Supplied material -
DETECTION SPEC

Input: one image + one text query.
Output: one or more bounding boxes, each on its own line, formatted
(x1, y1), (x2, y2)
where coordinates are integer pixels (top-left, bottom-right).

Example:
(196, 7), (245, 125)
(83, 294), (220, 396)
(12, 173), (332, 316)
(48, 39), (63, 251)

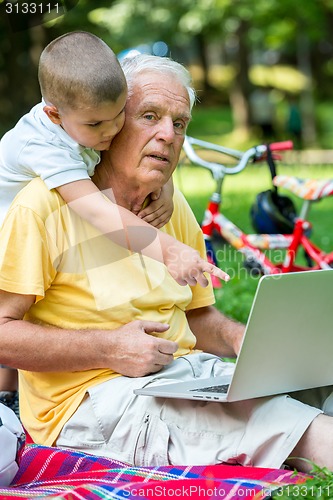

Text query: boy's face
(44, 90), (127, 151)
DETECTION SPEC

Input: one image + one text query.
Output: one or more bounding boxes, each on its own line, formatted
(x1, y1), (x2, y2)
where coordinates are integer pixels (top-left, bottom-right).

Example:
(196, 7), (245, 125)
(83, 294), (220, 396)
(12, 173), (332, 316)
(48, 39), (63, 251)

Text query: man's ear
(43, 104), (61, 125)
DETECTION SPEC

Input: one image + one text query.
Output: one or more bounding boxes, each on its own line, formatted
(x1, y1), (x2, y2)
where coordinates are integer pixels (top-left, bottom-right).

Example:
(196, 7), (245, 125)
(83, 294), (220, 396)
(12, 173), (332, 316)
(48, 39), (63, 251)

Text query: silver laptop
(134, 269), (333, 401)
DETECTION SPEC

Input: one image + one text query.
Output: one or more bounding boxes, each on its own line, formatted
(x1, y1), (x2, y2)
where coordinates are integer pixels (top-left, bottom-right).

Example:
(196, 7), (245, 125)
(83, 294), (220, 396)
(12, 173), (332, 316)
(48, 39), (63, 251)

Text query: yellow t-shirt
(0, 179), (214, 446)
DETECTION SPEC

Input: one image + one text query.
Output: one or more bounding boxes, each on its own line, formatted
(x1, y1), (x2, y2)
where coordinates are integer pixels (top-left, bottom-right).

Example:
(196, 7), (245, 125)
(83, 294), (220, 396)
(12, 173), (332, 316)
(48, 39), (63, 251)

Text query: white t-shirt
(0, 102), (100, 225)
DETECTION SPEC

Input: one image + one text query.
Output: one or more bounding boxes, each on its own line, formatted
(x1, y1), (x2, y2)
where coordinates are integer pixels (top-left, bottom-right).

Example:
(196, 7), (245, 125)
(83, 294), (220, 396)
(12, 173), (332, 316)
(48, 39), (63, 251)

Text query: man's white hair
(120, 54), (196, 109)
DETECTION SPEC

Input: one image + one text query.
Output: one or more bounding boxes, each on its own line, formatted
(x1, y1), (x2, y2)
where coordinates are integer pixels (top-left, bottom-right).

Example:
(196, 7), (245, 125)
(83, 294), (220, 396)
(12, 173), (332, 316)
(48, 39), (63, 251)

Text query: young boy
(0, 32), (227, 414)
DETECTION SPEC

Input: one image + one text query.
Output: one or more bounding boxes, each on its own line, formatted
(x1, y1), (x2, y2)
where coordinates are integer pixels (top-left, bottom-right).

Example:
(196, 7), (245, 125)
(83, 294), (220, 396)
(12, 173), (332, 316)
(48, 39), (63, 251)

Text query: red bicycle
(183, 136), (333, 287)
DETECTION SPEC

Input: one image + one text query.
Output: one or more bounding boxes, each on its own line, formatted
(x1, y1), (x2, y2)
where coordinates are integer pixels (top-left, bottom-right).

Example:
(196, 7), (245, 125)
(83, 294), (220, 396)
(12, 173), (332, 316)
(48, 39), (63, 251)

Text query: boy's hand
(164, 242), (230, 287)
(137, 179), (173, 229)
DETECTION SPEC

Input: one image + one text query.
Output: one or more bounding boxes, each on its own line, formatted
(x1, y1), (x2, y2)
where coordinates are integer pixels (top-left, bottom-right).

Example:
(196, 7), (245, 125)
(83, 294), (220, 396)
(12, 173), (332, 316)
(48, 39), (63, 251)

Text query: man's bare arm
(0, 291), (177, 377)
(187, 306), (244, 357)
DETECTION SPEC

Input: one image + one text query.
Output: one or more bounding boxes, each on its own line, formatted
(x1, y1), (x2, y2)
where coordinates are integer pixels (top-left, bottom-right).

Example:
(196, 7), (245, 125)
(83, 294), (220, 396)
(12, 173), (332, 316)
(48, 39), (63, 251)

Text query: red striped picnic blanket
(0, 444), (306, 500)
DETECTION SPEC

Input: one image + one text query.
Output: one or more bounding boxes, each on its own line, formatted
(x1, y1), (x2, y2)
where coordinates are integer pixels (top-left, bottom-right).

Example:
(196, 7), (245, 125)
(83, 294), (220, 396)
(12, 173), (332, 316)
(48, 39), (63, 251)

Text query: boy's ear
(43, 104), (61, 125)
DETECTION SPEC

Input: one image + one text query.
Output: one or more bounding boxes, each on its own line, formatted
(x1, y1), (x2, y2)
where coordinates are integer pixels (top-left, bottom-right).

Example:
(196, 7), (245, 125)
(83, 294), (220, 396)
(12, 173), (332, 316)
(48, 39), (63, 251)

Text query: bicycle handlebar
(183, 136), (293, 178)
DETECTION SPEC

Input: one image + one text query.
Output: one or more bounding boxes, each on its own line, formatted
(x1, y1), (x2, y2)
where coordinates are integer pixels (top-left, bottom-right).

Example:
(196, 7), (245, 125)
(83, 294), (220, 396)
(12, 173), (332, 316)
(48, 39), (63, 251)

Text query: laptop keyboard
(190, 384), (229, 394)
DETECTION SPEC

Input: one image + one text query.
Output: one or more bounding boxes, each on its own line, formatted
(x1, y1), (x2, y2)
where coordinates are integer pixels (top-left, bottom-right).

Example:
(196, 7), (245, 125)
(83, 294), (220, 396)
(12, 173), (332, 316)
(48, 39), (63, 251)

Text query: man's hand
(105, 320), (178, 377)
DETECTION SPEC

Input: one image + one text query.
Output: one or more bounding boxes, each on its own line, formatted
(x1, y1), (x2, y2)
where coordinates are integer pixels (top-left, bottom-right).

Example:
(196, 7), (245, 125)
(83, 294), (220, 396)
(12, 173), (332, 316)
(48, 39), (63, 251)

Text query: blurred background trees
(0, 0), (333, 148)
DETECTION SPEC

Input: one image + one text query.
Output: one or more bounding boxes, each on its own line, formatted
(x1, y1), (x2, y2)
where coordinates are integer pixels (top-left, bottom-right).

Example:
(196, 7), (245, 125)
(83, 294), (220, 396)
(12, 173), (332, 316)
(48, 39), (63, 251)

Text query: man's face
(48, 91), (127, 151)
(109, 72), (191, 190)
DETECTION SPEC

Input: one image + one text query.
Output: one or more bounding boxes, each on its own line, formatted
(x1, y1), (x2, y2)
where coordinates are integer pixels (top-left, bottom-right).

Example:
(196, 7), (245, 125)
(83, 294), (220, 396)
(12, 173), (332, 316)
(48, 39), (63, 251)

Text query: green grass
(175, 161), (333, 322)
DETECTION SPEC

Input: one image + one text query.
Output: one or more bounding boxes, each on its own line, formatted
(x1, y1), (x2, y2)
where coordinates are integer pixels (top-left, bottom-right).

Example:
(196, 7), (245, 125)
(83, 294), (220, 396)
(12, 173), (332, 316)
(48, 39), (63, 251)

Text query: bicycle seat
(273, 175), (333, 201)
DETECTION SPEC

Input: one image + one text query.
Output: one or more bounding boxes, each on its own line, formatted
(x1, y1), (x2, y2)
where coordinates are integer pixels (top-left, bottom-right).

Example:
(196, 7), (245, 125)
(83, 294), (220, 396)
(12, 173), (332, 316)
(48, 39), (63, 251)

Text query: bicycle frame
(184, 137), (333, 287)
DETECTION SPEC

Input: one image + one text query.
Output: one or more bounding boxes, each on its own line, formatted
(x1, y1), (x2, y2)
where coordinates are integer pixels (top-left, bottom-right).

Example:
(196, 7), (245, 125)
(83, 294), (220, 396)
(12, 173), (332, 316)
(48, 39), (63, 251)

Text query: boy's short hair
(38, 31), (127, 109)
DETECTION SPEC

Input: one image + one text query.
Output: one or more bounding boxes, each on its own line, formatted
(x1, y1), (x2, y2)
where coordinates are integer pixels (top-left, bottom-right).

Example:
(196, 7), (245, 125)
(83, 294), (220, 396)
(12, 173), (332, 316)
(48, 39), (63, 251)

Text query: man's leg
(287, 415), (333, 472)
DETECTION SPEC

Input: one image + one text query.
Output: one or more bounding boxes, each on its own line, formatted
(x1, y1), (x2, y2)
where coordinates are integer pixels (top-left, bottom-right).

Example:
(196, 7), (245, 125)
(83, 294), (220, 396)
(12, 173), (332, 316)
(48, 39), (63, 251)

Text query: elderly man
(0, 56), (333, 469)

* * *

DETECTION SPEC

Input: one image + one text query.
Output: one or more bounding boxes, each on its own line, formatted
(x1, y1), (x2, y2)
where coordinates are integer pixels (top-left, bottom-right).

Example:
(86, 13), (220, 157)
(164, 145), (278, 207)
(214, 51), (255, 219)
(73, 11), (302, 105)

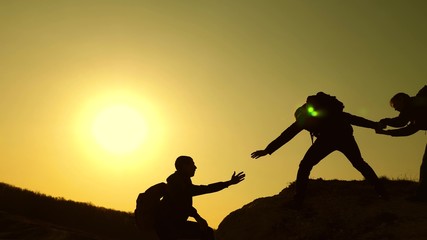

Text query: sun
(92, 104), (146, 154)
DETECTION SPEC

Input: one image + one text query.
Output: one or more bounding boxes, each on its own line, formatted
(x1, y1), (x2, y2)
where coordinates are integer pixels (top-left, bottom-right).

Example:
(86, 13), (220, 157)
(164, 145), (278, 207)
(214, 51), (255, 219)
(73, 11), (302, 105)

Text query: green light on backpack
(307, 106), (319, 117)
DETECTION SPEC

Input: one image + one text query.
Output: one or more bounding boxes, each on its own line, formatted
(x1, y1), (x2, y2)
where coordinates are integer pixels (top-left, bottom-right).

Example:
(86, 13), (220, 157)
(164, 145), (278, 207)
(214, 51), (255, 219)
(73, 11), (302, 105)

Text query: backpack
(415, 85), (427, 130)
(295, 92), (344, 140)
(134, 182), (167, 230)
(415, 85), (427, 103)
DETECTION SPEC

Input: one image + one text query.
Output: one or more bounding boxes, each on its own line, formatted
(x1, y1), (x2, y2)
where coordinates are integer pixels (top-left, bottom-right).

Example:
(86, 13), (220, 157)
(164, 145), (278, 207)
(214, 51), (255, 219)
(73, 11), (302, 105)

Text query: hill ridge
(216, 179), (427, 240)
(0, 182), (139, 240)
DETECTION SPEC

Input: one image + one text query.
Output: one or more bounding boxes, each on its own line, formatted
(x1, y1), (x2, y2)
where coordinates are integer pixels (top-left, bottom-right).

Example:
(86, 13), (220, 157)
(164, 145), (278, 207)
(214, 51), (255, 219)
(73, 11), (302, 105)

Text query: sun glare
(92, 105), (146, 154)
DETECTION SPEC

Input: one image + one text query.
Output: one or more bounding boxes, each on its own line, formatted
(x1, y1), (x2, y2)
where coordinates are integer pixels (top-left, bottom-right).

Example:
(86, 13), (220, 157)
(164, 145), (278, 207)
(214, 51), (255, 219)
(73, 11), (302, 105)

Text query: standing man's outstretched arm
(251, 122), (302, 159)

==

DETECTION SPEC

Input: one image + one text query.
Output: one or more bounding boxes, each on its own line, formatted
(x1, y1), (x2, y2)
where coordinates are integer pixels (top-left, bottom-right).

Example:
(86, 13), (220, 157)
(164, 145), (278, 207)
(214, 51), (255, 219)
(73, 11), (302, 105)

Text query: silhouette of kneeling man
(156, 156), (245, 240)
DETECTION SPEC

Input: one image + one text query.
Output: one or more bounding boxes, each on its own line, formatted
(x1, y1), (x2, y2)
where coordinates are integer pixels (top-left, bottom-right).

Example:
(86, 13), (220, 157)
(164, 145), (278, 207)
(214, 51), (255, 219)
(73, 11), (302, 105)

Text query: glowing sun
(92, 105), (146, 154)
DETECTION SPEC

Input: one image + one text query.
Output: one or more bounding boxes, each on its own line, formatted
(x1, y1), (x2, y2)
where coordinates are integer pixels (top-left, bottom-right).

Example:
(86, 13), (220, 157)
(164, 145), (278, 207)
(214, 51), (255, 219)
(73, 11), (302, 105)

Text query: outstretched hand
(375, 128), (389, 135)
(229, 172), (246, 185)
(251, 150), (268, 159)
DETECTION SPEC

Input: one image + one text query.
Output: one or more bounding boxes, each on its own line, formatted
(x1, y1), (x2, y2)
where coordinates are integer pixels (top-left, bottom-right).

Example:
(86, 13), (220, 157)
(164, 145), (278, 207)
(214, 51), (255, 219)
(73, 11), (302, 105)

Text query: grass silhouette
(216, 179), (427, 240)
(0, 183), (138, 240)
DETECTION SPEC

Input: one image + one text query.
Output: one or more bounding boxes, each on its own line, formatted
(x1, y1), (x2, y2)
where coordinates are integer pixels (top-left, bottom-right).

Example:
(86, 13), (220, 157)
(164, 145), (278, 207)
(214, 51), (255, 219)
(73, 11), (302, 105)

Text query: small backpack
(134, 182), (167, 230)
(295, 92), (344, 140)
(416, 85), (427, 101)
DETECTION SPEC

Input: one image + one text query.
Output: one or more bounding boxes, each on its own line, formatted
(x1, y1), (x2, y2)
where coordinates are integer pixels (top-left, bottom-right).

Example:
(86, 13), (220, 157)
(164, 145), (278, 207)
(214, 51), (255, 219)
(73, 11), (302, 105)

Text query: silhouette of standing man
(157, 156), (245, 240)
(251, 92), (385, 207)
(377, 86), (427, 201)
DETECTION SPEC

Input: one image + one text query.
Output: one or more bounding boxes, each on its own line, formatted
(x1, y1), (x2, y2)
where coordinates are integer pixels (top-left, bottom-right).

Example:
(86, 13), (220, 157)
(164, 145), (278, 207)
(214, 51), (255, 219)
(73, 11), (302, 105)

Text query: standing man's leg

Given exercise - Gather every line of the listing above that contains the word "outstretched", matching case exactly.

Result of the task -
Text query: standing man's outstretched arm
Text query: outstretched hand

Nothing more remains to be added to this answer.